BEGIN MATERIAL FOR THE TASK

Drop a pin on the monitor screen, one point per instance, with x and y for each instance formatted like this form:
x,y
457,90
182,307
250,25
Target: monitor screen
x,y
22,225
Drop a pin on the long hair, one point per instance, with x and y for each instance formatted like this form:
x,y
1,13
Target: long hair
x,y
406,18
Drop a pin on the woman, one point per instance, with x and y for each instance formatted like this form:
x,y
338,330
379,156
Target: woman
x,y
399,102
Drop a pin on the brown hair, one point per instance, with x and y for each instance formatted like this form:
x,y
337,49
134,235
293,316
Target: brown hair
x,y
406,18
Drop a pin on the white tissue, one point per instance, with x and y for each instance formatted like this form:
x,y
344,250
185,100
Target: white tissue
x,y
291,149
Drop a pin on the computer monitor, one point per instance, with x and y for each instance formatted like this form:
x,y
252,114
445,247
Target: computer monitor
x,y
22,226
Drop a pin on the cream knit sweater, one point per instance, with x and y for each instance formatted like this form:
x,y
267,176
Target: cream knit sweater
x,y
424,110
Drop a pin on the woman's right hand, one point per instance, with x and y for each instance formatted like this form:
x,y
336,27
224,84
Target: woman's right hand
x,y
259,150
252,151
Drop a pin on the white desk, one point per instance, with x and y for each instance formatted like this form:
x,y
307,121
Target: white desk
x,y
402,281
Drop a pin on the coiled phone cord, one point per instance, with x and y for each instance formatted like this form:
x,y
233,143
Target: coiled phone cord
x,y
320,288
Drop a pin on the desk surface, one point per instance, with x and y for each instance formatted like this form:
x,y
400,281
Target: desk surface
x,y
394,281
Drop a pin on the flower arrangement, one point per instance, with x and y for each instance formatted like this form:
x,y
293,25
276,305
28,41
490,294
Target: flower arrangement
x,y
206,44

END MATERIAL FOR THE TASK
BEGIN MATERIAL FOR THE TASK

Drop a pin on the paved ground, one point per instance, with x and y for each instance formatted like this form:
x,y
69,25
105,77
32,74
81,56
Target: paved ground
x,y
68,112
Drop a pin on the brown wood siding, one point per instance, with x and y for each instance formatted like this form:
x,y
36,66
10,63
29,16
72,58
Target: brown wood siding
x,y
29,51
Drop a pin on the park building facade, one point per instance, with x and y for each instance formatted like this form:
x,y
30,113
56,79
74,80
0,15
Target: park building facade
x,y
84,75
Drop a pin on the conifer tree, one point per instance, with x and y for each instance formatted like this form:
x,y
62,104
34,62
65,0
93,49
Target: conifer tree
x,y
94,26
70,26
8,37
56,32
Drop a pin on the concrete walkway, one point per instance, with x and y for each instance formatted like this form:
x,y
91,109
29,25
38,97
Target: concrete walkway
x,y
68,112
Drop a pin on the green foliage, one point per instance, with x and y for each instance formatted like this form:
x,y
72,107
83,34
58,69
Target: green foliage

END MATERIAL FOR THE TASK

■ **REQUIRED WORK**
When a line in the material includes the word "green", copy it out.

■ **RESULT OF THE EXERCISE**
Drop a pin on the green foliage, one point per instance, with x and y for each instance formatted like this form:
Target: green foliage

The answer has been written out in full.